### Given problem A:
In the review of Kino's Journey, how many days do Kino and Hermes stay in each place they visit?

### Given text:
* * *
The traveler Kino and a sentient motorcycle by the name of Hermes are dedicated to seeing the world. Together they visit many countries and city-states of the world but always observe a near sacred rule: they will remain only three days no matter what happens or whatever they encounter. As Kino and Hermes follow their journey, they will experience and explore the many varied aspects of humanity.
There is no real strong central narrative in this show, nor, for that matter, even a particular plot pattern. Sometimes an entire episode or two will be devoted to one country; on other occasions an individual country might get only ten minutes. The main characters admit during the course of the show that they themselves really aren't sure of the meaning or point of their journey. They have no destination, no particular goal, just a simple general rule they observe about stay length. Despite being a completely episodic show low on action or continuing plot, Kino's Journey ended up being an intriguing title that had me eagerly wanting to see each episode and something I think anime fans looking for something a bit philosophical should give a try.
Every episode (or on occasion episode segment) is a sort of philosophical anime meditation on some particular aspect of humanity as expressed through the different cultures, customs, and people of the generally city-state sized countries that Kino and Hermes journey through. Kino is generally a detached and non-critical observer of humanity letting most of these explorations seem more intellectually intriguing or emotionally involving than annoyingly didactic. This isn't to say that everything is always particularly serious. While there are some countries where the darker and more disturbing aspects of the human condition are explored, on occasion some of the lighter and more beautiful aspects of the same are presented. However, I will note that overall Kino's Journey tends more toward the somber and dramatic.
Initially, while Kino's near total neutrality and objectivity may, at times, make the character seem less than engaging as the show progresses various different thoughts, pieces, and experiences help the viewer gain better insight into the character. Kino and Hermes spend a lot of time discussing their experiences and the implication which serves both as fodder for thematic exploration and character development. During the final few episodes, the previous characterization work in regards to Kino proved critical to heightening the emotional impact of several scenes. Interestingly enough, Kino and Hermes are, in a sense, a single character. The use of a sentient motorcycle (or motoradd as he is called in the show) allows for several conversations about the meaning of various events and experiences even when there are no other human characters present. I must admit I interpreted Hermes as really just a device simply for that purpose but I wasn't particularly irritated by that fact.
* * *
### Input material:

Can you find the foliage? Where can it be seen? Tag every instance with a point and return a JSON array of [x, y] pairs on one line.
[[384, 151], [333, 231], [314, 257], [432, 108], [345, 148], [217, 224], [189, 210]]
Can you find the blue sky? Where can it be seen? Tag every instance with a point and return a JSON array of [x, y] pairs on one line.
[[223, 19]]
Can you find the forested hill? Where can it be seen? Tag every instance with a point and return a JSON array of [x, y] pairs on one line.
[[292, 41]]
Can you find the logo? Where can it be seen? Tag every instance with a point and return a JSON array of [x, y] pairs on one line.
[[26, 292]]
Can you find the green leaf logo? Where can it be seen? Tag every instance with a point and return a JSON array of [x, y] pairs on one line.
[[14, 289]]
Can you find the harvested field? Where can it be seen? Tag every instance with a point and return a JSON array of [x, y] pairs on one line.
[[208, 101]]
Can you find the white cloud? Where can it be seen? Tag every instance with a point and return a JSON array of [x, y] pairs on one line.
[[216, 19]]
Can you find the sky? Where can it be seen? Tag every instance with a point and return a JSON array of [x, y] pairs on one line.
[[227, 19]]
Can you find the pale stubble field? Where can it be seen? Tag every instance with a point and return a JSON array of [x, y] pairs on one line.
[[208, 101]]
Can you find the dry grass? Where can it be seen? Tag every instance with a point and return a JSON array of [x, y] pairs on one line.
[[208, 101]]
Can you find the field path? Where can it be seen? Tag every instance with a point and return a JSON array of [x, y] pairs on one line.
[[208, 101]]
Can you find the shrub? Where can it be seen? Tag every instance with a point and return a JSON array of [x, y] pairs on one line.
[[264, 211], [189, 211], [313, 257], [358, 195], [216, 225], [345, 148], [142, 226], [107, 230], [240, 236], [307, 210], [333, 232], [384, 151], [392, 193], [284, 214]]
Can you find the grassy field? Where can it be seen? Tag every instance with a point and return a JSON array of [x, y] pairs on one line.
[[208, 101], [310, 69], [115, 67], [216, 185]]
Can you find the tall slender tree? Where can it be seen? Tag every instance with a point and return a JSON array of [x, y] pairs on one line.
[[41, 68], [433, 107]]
* * *
### Given problem B:
Reproduce everything from the start of the entries down through the line containing "224], [189, 210]]", with both ends included.

### Task solution A:
Three days.

### Task solution B:
Can you find the foliage? Where can it be seen? Tag every instance with a point and return a JSON array of [x, y] pairs on one line.
[[384, 151], [333, 231], [314, 257], [432, 108], [345, 148], [217, 224], [189, 210]]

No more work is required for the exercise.